-- Selected passage start --

Transcript from the "Execution of Function Code" Lesson
>> Kyle Simpson: Now we need to turn our attention to executing the code. And to execute the code, we need a little bit more information that I glossed over in that first pass. There is some meta information that gets discovered as we go along, that is not entirely obvious as we go.
[00:00:18] And I skipped over it, but let's go back and fill in that meta information.
>> Kyle Simpson: There's something very important about where a variable shows up. Because where it shows up, the context in which it is used determines how it's going to behave at run time. Remember I said earlier that an identifier can only be in one of two positions.
[00:00:43] Either it's in a position where we're going to in some way shape a form, extract the value from the variable, or it's gonna be in the position where we're gonna put some value into the variable. Those are really the only two options, okay? And there's a special term for that.
[00:01:01] But the reason that's important is that we're gonna treat that differently at runtime. There'll be different validations on stuff depending on which position it's in. So that information was stored as the compiler was going through. In essence it kind of knew or it stored based upon some meta information.
[00:01:20] It knows for example that the foo on line 4 is on the left hand side of the equals as opposed to being on the right hand side of the equals. It knows what position it's in, and the position matters. If something is on the left hand side of an equals, it's gonna be the target of an assignment.
[00:01:42] If it's on the right hand side of an equals, it's gonna be the source of an assignment. It's gonna be the source value, okay? So in essence we have this question of is it in the left position or the right position? That's basically when a compiler theorist talks about it, one of the things they ask is what position is it in?
[00:02:02] There's different terms for this. I'm old school because I took computer science a long, long time ago. My professor called it LHS and RHS. LHS stands for left-hand side, RHS stands for?
>> Speaker 2: Right-hand side.
>> Kyle Simpson: Yeah, come on, right-hand side, right? Pretty easy. Left-hand side meaning it's the target on assignment, right-hand side meaning it's the source.

-- Selected passage end --
-- Data excerpt start --

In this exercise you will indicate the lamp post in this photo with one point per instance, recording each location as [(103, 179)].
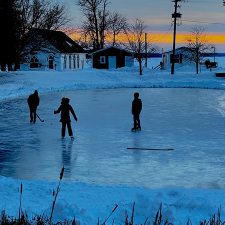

-- Data excerpt end --

(Tasks for this exercise)
**a)** In the transcript on executing function code, what did the speaker's professor call the two positions an identifier can be in?
**b)** Extend the transcript on executing function code, starting after its final sentence.

(The answers)
**a)** LHS and RHS.

**b)**
[00:02:29] Not always the source of an assignment, but definitely the source, okay? So it might be more helpful to think of target source versus left right, LHS, RHS. It's just my habit to call it LHS, RHS because that's what I learned way back in the day, okay? Some more modern terminology, they'll use L value and R value, or some other kinda.
[00:02:48] Whatever the terms are, you understand it's either the target or it's the source, okay? That's metadata that we need to store with that variable cuz we're gonna treat it differently depending on whether it's a target or a source. So that metadata is stored with the variable. Now, it's time to execute this code.
[00:03:05] And now that we're executing, there are no more var declarations, and there are no more function declarations. We handle that at compile time. Declarations are not a run time thing, we don't need to worry about them. All that's left is the executable code, and technically it's not even in source code for them anymore that we could read.
[00:03:22] We're gonna pretend that it's still written like this even though it's not actually, okay? So just pretend that the vars are all gone and the function headers are all gone and all that's left is the executable code.
>> Kyle Simpson: That's why I said earlier in our course, when we said var bar twice, the second one was a no op because the compiler came across that var bar, and he said, have you ever heard of the bar?
[00:03:47] And he's like yep, got him. Then it's a no op, I don't need to put another duplicate marble in the bucket. It's a no op. So by the time they run the code, the var bar doesn't exist anymore. Cuz it's already been handled, okay? So now we wanna execute this code.
[00:04:40] We're looking at line 1, there's no var there. But I do find a foo, and I find a foo in that target position, I find a foo in the LHS, the target position. And I need to figure out whether or not that variable exists. Cuz it might be that I'm using a variable that hasn't ever been declared, and that's an important detail.
[00:04:58] So I'm gonna need to have that same kind of back and forth conversation with the scope manager that the compiler had. That conversation is going to go like this, hey global scope, I've got an LHS reference for a variable called foo. Ever heard of it? That's again, one of those yeah/no questions.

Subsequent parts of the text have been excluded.